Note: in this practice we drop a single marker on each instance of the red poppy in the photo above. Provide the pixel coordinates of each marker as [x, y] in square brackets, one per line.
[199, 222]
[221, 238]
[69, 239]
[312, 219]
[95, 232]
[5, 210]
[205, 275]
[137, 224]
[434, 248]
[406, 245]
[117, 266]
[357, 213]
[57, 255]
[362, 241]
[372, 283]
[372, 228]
*****
_任务要求_: 把上面所有行原样重抄一遍，逐字照录，不作任何改动。

_正确答案_:
Note: in this practice we drop a single marker on each instance of the red poppy in the photo above. Provide the pixel coordinates of each marker as [x, y] in square brackets, one per line.
[199, 222]
[221, 238]
[69, 239]
[312, 219]
[95, 232]
[5, 210]
[205, 275]
[137, 224]
[434, 248]
[406, 245]
[117, 266]
[357, 213]
[57, 255]
[362, 241]
[372, 283]
[372, 228]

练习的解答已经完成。